# EXERCÍCIO PROPOSTO 1
Segundo o texto sobre o Banco Master, com que nome a instituição surgiu em 1974?

# TRECHO DO TEXTO

———

CDBs a juros irreais e carteiras de crédito falsas: entenda o que está por trás da liquidação do Banco Master

Banco Central decreta liquidação do Banco Master
A decisão do Banco Central (BC) de liquidar o Banco Master e a prisão de Daniel Vorcaro, dono da instituição, representam o capítulo final de uma série de polêmicas que já envolviam o banco.
A instituição já operava sob risco de falência por causa do alto custo de captação e da exposição a investimentos considerados arriscados, com juros muito acima do padrão de mercado.
Tentativas de venda, como a proposta do Banco de Brasília (BRB), não avançaram. Todas foram interrompidas por questionamentos de órgãos de controle, falta de transparência, pressões políticas e menções ao Master em investigações.
O g1 explica a polêmica envolvendo o banco e os fatores que levaram ao pedido de liquidação nesta terça-feira, além da prisão de investigados por fraude ao sistema financeiro.
Breve história do Banco Master
O Banco Master surgiu em 1974, inicialmente como Máxima Corretora de Valores e Títulos Mobiliários. Ao longo das décadas, a empresa passou por expansões e alterações societárias até se tornar o conglomerado financeiro conhecido atualmente como Banco Master.

———

# EXERCÍCIO PROPOSTO 2
Selecione nos registros todas as linhas que contêm a palavra "brown".

# REGISTROS FORNECIDOS
———

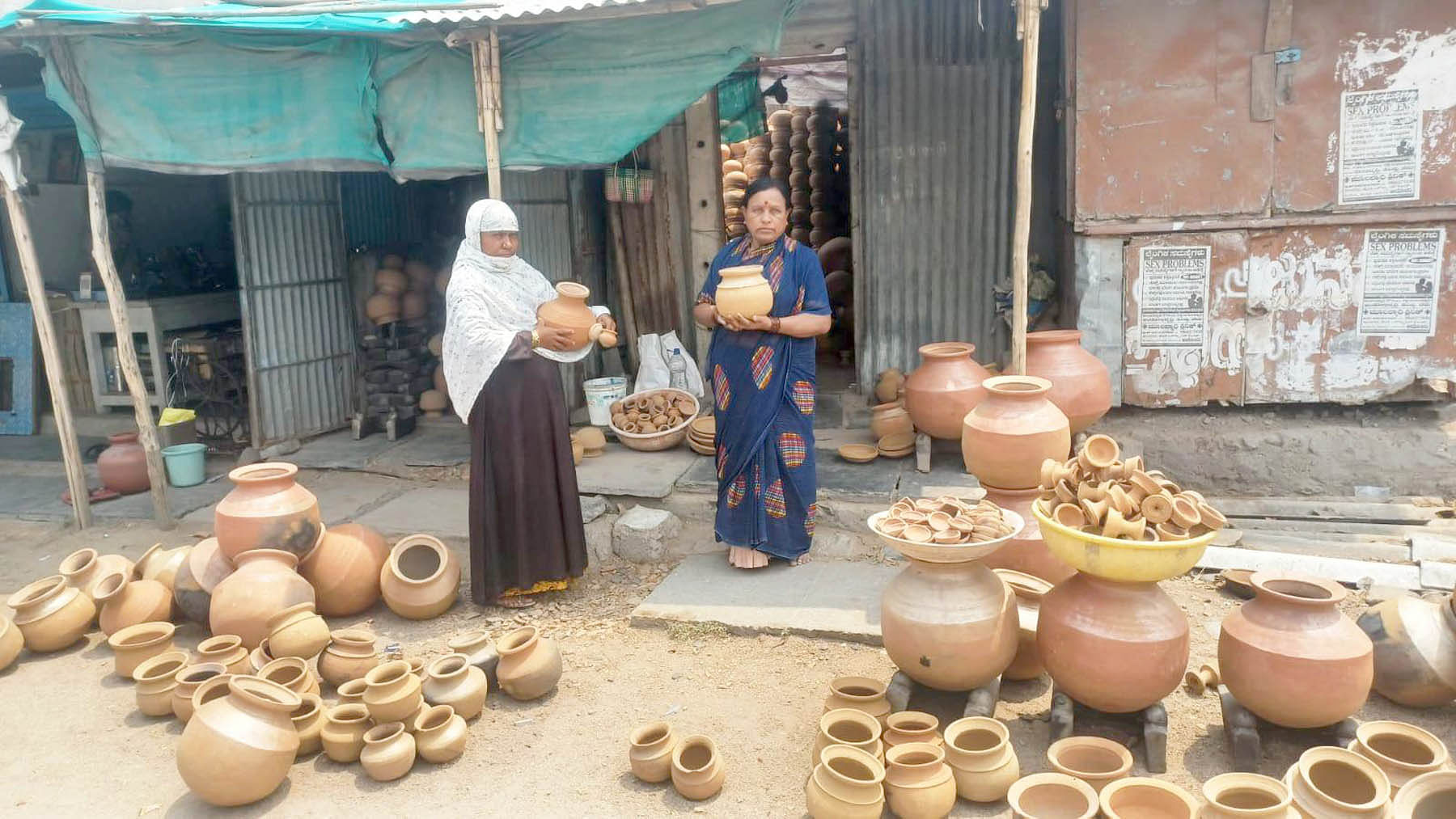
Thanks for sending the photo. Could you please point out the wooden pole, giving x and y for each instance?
(125, 348)
(51, 353)
(1028, 28)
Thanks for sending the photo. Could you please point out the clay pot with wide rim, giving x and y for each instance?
(1117, 648)
(421, 578)
(453, 681)
(1012, 431)
(1081, 386)
(846, 784)
(1292, 658)
(264, 584)
(944, 389)
(344, 569)
(140, 642)
(267, 509)
(123, 466)
(238, 749)
(650, 751)
(50, 614)
(531, 664)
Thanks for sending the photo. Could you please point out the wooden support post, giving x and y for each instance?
(125, 348)
(51, 353)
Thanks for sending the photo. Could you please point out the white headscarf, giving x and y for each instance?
(488, 303)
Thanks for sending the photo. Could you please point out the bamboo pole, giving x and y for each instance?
(51, 354)
(125, 348)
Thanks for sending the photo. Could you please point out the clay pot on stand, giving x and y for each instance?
(1081, 386)
(1292, 658)
(944, 389)
(238, 749)
(267, 509)
(1012, 431)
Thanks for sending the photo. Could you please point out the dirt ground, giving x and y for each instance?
(78, 745)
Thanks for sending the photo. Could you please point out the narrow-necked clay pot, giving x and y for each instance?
(421, 578)
(238, 749)
(531, 664)
(982, 758)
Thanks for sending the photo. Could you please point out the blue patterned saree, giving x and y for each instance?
(764, 398)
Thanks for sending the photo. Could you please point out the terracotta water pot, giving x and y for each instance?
(123, 466)
(140, 642)
(453, 681)
(698, 770)
(421, 578)
(917, 782)
(1048, 796)
(344, 569)
(1414, 651)
(650, 751)
(50, 614)
(238, 749)
(198, 575)
(846, 784)
(342, 733)
(1026, 551)
(389, 753)
(1081, 386)
(1117, 648)
(127, 602)
(440, 735)
(1292, 658)
(982, 758)
(944, 389)
(264, 584)
(1012, 431)
(531, 664)
(267, 509)
(349, 655)
(1246, 796)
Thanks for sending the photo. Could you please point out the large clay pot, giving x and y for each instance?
(51, 614)
(344, 569)
(267, 509)
(531, 664)
(1026, 551)
(944, 389)
(238, 749)
(262, 585)
(421, 578)
(1012, 431)
(1081, 386)
(127, 602)
(1117, 648)
(1414, 651)
(1292, 658)
(123, 466)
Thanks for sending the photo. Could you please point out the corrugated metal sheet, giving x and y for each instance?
(298, 320)
(937, 102)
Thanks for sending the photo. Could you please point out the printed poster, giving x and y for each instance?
(1379, 146)
(1172, 306)
(1403, 274)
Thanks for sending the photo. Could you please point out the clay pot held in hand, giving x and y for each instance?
(238, 749)
(1292, 658)
(1012, 431)
(267, 509)
(344, 569)
(944, 389)
(531, 664)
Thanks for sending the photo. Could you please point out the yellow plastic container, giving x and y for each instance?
(1126, 560)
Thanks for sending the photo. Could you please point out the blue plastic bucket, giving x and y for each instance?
(187, 464)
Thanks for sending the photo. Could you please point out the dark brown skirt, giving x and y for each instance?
(524, 511)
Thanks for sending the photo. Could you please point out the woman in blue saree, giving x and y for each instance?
(762, 374)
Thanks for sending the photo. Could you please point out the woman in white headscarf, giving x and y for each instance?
(526, 533)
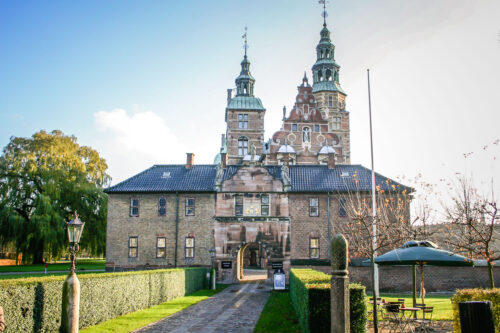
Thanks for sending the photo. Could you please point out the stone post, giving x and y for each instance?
(339, 297)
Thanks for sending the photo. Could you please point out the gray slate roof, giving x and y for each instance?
(201, 178)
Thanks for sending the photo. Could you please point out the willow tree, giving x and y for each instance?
(44, 179)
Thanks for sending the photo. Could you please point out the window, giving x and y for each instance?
(243, 121)
(238, 205)
(132, 247)
(264, 205)
(314, 247)
(313, 207)
(342, 210)
(242, 146)
(189, 247)
(161, 245)
(336, 122)
(162, 206)
(190, 207)
(134, 207)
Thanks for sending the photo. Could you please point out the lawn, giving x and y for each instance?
(141, 318)
(278, 315)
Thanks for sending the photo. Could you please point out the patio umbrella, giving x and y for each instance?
(422, 253)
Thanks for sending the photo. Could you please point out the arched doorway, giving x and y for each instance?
(251, 263)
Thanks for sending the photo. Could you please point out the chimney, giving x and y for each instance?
(331, 160)
(189, 160)
(229, 95)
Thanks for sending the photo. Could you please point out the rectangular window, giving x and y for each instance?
(238, 205)
(313, 207)
(190, 207)
(162, 206)
(243, 121)
(161, 246)
(132, 247)
(342, 208)
(264, 205)
(337, 122)
(189, 247)
(134, 207)
(314, 247)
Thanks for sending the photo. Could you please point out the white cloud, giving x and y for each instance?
(131, 143)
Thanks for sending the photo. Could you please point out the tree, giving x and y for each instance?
(43, 181)
(474, 223)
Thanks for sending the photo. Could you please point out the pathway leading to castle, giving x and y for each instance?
(235, 309)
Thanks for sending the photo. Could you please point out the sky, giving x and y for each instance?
(145, 82)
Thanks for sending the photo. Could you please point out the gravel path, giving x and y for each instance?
(235, 309)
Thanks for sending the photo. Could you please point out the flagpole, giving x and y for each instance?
(374, 204)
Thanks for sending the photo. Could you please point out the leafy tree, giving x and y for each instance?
(43, 181)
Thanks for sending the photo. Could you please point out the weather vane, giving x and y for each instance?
(246, 43)
(324, 13)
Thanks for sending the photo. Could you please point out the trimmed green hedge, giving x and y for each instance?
(310, 293)
(34, 304)
(464, 295)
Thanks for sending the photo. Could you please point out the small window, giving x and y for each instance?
(190, 206)
(264, 205)
(238, 205)
(162, 206)
(243, 121)
(189, 247)
(132, 247)
(134, 207)
(161, 246)
(313, 207)
(314, 247)
(342, 208)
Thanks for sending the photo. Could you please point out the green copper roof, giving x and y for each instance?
(245, 103)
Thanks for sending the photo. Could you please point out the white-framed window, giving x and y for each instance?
(190, 205)
(313, 207)
(242, 146)
(134, 207)
(314, 247)
(162, 206)
(264, 205)
(337, 122)
(133, 245)
(161, 247)
(243, 121)
(189, 247)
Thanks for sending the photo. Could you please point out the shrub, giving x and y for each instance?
(34, 304)
(310, 293)
(464, 295)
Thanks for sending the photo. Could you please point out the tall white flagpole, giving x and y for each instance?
(374, 203)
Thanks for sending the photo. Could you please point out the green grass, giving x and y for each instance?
(441, 303)
(278, 315)
(141, 318)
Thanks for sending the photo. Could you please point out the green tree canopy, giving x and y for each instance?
(43, 181)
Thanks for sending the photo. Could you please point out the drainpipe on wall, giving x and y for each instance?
(176, 227)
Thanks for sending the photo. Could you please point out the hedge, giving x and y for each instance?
(310, 293)
(464, 295)
(34, 304)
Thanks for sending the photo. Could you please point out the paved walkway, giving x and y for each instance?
(235, 309)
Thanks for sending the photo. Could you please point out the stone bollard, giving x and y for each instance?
(339, 293)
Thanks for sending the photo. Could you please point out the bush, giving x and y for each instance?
(464, 295)
(34, 304)
(310, 293)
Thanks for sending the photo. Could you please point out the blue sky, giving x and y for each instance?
(145, 82)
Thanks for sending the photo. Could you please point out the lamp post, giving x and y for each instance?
(71, 287)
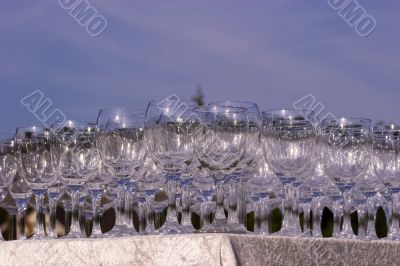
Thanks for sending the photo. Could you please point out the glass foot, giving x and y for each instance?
(38, 237)
(170, 228)
(289, 231)
(120, 231)
(393, 236)
(74, 235)
(222, 226)
(187, 229)
(347, 235)
(307, 233)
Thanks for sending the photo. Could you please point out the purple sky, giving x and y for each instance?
(270, 52)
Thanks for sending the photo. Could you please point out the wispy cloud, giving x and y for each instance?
(271, 52)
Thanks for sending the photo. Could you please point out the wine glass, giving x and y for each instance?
(8, 164)
(346, 151)
(220, 147)
(123, 153)
(34, 149)
(386, 163)
(289, 139)
(77, 160)
(170, 128)
(245, 169)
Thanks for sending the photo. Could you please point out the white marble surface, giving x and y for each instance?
(208, 249)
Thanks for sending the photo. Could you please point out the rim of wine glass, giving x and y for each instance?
(40, 130)
(235, 103)
(6, 136)
(140, 118)
(347, 121)
(288, 112)
(80, 124)
(124, 110)
(207, 109)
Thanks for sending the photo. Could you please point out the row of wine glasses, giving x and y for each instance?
(225, 156)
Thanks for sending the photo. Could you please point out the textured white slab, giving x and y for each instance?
(210, 249)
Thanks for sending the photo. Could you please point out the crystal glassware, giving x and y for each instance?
(346, 150)
(34, 148)
(220, 147)
(289, 140)
(77, 161)
(8, 164)
(386, 163)
(170, 129)
(123, 153)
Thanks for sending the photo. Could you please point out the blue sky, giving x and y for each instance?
(270, 52)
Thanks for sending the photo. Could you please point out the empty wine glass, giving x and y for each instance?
(220, 147)
(245, 168)
(34, 145)
(386, 162)
(8, 163)
(170, 128)
(77, 160)
(121, 144)
(346, 151)
(289, 139)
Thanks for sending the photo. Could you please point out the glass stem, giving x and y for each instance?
(233, 203)
(172, 187)
(53, 217)
(186, 214)
(395, 215)
(39, 229)
(75, 213)
(142, 217)
(150, 215)
(21, 208)
(295, 222)
(347, 203)
(337, 218)
(316, 217)
(264, 217)
(220, 213)
(307, 219)
(242, 203)
(96, 232)
(287, 208)
(257, 209)
(371, 212)
(119, 206)
(204, 215)
(363, 224)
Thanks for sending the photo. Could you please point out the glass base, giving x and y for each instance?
(307, 233)
(222, 226)
(289, 231)
(74, 235)
(347, 235)
(187, 229)
(393, 236)
(38, 237)
(120, 231)
(369, 238)
(170, 228)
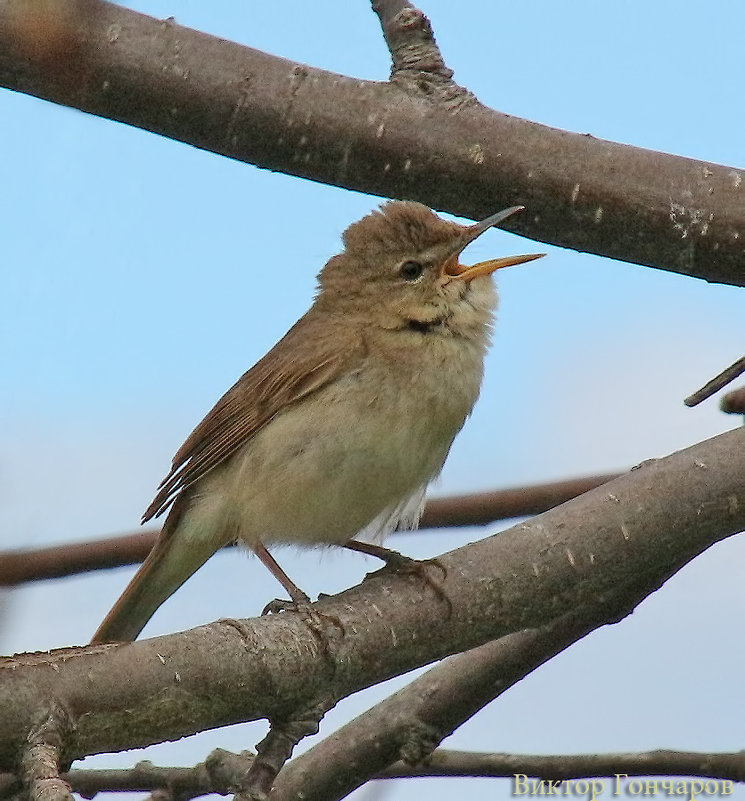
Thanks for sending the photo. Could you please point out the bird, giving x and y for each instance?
(334, 435)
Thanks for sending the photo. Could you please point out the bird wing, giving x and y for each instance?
(307, 358)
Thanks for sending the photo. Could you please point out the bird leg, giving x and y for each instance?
(299, 598)
(405, 564)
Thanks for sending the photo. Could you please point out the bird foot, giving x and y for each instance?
(405, 564)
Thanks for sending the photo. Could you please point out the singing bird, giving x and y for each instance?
(334, 435)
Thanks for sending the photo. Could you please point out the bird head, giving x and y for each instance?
(400, 267)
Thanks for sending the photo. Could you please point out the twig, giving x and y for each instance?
(411, 723)
(19, 566)
(40, 759)
(274, 750)
(734, 402)
(416, 57)
(729, 766)
(187, 783)
(581, 192)
(718, 382)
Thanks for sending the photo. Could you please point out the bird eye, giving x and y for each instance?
(411, 270)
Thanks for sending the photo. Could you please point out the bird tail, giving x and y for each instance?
(174, 557)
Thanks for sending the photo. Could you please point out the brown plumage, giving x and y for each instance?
(337, 431)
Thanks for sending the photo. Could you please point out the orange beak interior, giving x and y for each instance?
(462, 272)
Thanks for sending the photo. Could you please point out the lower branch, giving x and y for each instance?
(597, 557)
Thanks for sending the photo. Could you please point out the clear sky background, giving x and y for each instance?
(140, 277)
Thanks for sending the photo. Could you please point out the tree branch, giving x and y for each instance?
(588, 194)
(574, 766)
(597, 556)
(412, 722)
(221, 770)
(34, 564)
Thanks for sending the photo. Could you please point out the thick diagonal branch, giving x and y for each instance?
(597, 556)
(588, 194)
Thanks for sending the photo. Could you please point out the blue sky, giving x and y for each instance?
(138, 282)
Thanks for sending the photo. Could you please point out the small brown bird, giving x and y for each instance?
(338, 430)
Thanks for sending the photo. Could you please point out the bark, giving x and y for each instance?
(424, 140)
(596, 557)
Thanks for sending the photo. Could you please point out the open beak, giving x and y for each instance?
(455, 270)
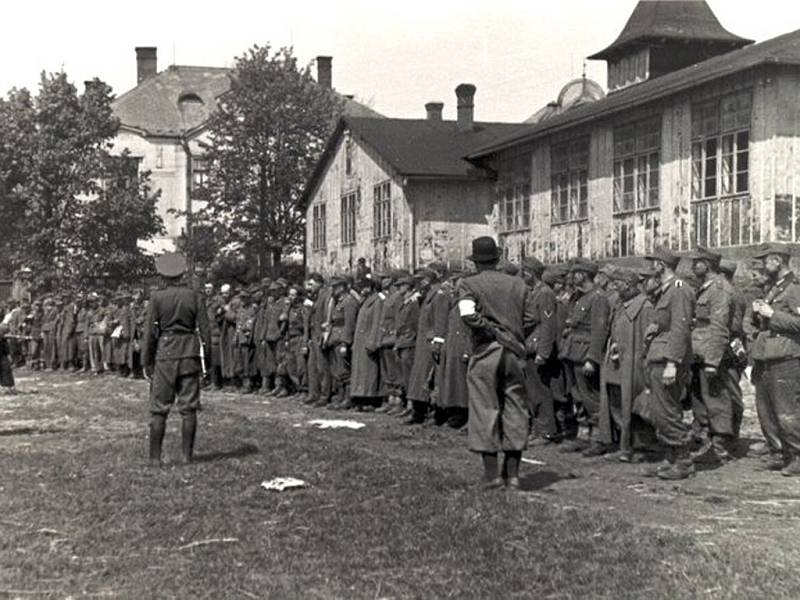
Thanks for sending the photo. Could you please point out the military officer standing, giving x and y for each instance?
(584, 346)
(776, 354)
(171, 354)
(668, 359)
(716, 396)
(498, 311)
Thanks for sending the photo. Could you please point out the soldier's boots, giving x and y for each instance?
(596, 449)
(188, 431)
(774, 461)
(793, 468)
(680, 467)
(158, 426)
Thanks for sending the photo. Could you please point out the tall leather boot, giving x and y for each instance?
(158, 425)
(188, 430)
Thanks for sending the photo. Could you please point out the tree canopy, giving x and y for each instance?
(264, 140)
(69, 210)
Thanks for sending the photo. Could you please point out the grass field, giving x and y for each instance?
(390, 511)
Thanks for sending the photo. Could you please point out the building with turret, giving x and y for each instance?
(695, 143)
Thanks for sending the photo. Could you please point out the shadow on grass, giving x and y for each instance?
(241, 451)
(539, 480)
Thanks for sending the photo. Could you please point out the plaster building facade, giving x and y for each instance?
(696, 143)
(398, 193)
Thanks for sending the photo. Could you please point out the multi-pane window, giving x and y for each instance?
(199, 179)
(348, 156)
(513, 193)
(349, 211)
(569, 181)
(721, 147)
(636, 166)
(382, 210)
(318, 227)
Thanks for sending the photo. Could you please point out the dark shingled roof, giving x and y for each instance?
(784, 49)
(152, 106)
(417, 148)
(690, 20)
(424, 148)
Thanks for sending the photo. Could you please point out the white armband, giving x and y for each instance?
(466, 307)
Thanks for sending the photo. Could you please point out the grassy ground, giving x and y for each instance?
(390, 512)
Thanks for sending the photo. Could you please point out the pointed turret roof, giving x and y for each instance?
(688, 20)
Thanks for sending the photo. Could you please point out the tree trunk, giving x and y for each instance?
(263, 253)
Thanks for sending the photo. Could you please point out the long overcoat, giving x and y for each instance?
(365, 375)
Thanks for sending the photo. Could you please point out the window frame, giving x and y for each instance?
(319, 226)
(382, 210)
(569, 181)
(349, 216)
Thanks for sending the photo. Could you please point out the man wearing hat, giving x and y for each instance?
(319, 372)
(583, 349)
(244, 347)
(498, 310)
(120, 325)
(387, 337)
(668, 358)
(214, 315)
(727, 268)
(622, 377)
(406, 324)
(429, 342)
(340, 341)
(542, 365)
(171, 354)
(716, 395)
(776, 354)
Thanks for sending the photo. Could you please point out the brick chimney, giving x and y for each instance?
(465, 94)
(434, 110)
(146, 63)
(325, 71)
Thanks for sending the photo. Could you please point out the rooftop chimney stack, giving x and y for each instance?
(325, 71)
(146, 63)
(465, 94)
(434, 110)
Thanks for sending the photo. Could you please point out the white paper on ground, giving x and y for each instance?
(280, 484)
(336, 424)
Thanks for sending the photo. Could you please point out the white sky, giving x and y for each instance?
(395, 55)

———

# RESPOSTA ESCRITA 1
Máxima Corretora de Valores e Títulos Mobiliários.

# RESPOSTA ESCRITA 2
Thanks for sending the photo. Could you please point out the dark brown skirt, giving x and y for each instance?
Thanks for sending the photo. Could you please point out the brown plumage, giving x and y for each instance?
Thanks for sending the photo. Could you please point out the small brown bird, giving x and y for each instance?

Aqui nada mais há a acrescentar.